> **GIVEN PASSAGE**

((

Anthropic shut down Claude Fable 5 and Mythos 5 for the public on June 12 after the US Commerce Department ordered the company to block access by foreign nationals. But a select group of roughly 200 organizations participating in Project Glasswing can still use Mythos Preview, an experimental version of the same model built for cybersecurity research.
The emergency export-control directive, signed by Commerce Secretary Howard Lutnick, marked the first time the federal government has directly intervened to switch off a deployed commercial AI system. Anthropic responded by deactivating both models globally, since its platform cannot verify user nationality in real time.
Project Glasswing participants including Cisco Systems, Dragos, AWS, and JPMorgan Chase have retained access to Mythos Preview, which the company uses to hunt for software vulnerabilities. Dragos CTO Jon Lavender confirmed his company still has access, and Cisco confirmed the same. The situation creates a curious loophole: the most technically capable version of the model, the one that can autonomously identify exploitable flaws in operating systems and browsers, remains online for a private network, while the public-facing version was pulled.

))

> **EXERCISE GOAL**
Write the next part of the article about the federal order that took Anthropic's models offline, starting after its last sentence. The rows have nothing to do with the article above.

> **RECORDS SUPPLIED**
((

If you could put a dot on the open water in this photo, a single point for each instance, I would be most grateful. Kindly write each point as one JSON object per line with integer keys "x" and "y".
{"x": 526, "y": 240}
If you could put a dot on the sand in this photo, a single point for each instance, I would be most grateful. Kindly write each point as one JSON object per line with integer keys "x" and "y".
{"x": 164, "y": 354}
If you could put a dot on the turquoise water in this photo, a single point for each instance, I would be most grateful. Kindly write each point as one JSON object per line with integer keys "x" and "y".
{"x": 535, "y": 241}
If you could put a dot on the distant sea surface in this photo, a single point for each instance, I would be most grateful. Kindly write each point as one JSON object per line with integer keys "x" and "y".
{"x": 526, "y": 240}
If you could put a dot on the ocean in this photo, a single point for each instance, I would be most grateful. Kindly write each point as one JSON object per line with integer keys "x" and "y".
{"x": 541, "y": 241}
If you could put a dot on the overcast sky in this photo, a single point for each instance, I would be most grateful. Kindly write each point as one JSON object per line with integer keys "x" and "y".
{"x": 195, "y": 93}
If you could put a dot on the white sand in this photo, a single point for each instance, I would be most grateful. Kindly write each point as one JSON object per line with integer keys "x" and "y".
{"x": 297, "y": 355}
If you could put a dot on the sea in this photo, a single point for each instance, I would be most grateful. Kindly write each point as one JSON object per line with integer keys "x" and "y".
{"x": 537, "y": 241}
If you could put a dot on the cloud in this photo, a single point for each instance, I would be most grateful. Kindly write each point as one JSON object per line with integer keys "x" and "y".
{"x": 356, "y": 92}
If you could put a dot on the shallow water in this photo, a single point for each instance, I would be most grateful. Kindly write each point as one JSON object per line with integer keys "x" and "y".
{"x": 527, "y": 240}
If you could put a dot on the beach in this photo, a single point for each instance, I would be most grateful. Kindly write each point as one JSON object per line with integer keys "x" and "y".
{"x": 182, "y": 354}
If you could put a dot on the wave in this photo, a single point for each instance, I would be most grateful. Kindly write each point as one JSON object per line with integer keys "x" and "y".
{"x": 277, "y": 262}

))

> **EXERCISE OUTPUT**
European cybersecurity agency ENISA, which had been invited to join Glasswing before the government's block, was informed last week it would no longer receive access. That suggests Anthropic is assessing participation on a per-organization basis against US export rules, though the company has not disclosed its criteria.
The underlying conflict traces back to July 2025, when the Pentagon awarded $200 million AI contracts to Anthropic, OpenAI, Google, and xAI. Relations fractured after US special operations forces deployed Claude during a January 2026 raid in Venezuela.
Anthropic demanded guarantees Claude would not be used for fully autonomous weapons or mass surveillance. The Pentagon refused, and Anthropic sued.
Hoping to bypass the military impasse, Anthropic launched Fable 5 and Mythos 5 to the commercial market on June 9. Three days later, the White House called at 1:00 p.m. ET warning the models posed a national security threat and demanded they be disabled within 90 minutes.
The official trigger: Amazon researchers reportedly bypassed Fable 5's safety filters, and the NSA confirmed the guardrails could be stripped. Amazon CEO Andy Jassy called Treasury Secretary Scott Bessent directly to report the finding.
High-level talks began June 15 in Washington, with Anthropic's delegation meeting Commerce Department officials. The Commerce Department has signaled willingness to let Fable 5 resume commercial operations, but export controls remain until the jailbreak vulnerabilities are resolved to the administration's satisfaction.
The White House has signaled that any future private AI model exceeding current performance thresholds must undergo government review before public deployment. For an industry built on rapid, global releases, the precedent is clear: a federal agency can now unilaterally pull a trillion-dollar product offline over a weekend.